_Short task:_
Which lines in the rows below contain the string "black", with case counting? Pick out each such line and copy it.

(Rows from a pointing dataset)
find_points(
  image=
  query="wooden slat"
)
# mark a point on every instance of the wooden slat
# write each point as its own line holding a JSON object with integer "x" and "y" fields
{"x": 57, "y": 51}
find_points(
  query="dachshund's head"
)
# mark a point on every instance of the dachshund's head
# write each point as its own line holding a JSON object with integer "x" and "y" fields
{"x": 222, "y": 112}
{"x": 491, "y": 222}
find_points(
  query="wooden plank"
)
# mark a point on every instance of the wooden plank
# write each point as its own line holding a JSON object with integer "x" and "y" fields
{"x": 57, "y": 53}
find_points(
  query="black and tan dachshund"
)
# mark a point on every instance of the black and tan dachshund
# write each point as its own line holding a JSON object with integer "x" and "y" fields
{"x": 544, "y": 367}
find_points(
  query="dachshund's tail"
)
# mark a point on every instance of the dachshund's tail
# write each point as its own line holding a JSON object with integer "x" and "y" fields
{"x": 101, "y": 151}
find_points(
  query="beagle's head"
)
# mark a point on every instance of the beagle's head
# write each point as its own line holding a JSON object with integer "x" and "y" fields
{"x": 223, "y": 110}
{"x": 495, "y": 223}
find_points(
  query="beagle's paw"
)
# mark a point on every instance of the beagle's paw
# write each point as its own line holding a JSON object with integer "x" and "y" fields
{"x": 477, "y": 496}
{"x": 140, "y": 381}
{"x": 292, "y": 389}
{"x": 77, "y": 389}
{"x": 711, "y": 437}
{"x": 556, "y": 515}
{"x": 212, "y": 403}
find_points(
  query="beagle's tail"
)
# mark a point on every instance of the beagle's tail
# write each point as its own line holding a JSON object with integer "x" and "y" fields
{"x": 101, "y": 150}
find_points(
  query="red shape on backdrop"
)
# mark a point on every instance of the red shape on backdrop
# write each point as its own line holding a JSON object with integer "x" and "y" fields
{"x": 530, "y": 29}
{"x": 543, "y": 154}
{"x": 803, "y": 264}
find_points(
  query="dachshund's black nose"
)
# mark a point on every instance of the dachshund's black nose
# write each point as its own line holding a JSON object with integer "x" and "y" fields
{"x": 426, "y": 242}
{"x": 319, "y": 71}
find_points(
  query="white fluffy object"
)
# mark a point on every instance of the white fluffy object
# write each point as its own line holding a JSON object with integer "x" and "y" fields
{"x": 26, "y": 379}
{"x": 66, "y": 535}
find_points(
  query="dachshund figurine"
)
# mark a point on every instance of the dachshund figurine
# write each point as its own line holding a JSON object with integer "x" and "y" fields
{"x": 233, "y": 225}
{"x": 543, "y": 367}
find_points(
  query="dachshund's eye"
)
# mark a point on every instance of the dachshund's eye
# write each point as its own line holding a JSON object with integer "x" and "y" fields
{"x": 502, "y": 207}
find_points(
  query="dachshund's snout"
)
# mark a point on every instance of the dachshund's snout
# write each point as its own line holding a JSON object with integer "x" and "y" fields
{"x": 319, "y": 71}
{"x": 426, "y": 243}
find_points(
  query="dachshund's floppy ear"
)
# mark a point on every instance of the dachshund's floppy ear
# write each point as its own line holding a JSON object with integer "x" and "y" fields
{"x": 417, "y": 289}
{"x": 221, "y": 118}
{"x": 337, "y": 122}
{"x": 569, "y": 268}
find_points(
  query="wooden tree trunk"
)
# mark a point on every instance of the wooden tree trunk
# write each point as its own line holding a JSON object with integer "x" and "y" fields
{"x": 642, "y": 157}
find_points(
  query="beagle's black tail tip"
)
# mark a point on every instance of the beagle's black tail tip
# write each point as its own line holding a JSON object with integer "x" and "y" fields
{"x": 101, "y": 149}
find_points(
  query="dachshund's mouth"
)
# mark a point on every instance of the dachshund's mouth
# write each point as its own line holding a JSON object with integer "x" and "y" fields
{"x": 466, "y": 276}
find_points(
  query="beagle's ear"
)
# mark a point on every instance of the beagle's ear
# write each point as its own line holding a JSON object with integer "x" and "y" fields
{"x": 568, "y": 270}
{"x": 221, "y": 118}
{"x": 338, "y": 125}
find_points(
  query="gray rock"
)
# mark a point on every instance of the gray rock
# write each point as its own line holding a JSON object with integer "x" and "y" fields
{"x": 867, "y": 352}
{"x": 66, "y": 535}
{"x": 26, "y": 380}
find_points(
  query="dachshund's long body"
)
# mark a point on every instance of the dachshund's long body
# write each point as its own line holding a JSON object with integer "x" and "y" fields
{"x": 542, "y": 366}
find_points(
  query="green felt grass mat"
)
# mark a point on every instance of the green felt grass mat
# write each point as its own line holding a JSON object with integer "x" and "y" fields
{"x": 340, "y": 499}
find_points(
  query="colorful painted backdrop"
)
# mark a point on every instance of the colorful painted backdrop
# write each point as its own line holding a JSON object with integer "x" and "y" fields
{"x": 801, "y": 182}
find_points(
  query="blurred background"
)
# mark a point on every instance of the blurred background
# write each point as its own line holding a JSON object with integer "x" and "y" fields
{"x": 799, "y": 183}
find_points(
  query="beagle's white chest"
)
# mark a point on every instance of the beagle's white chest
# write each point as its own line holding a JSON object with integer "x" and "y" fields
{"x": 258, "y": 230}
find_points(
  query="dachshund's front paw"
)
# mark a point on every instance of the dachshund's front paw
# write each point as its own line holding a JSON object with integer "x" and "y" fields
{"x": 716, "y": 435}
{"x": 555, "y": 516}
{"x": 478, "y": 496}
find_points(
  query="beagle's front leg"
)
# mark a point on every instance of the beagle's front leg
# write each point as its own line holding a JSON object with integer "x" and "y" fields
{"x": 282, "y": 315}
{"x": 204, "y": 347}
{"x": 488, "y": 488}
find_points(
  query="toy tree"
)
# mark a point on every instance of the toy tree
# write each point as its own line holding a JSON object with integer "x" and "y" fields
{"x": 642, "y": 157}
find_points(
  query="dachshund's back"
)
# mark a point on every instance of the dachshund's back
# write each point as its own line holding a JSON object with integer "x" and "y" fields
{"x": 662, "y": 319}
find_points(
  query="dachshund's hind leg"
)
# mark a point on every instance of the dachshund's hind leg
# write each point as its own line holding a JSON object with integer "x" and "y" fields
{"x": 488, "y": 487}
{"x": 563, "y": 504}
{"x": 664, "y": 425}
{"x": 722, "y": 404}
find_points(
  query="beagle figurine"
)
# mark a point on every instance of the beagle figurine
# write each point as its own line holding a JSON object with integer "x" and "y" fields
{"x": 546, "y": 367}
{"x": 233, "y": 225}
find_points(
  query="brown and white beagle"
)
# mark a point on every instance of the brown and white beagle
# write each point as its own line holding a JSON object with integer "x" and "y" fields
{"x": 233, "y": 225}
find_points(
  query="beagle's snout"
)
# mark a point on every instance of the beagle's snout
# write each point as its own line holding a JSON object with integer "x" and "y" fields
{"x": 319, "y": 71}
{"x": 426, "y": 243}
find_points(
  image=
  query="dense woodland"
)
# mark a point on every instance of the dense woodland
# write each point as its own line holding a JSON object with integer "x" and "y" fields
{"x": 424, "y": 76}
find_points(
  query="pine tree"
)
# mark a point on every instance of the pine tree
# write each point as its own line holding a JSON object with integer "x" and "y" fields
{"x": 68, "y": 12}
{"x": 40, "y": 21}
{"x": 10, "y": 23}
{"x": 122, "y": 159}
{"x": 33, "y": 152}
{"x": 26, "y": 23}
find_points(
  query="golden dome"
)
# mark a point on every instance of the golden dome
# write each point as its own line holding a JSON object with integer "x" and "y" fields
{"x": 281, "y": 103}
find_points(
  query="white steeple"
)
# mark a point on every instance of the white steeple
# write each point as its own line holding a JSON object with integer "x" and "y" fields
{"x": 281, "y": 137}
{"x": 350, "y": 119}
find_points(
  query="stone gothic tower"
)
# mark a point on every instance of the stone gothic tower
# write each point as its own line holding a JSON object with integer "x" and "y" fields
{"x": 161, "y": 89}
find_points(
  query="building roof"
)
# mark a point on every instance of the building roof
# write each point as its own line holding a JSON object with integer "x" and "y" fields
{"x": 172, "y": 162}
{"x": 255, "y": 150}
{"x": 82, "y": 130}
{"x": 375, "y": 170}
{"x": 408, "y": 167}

_Reply:_
  query="black and tan dachshund"
# mark a point on every instance of the black and tan dachshund
  query="dachshund's black nose"
# mark a point on every instance of the dachshund's black nose
  query="beagle's black tail tip"
# mark a point on every instance of the beagle's black tail tip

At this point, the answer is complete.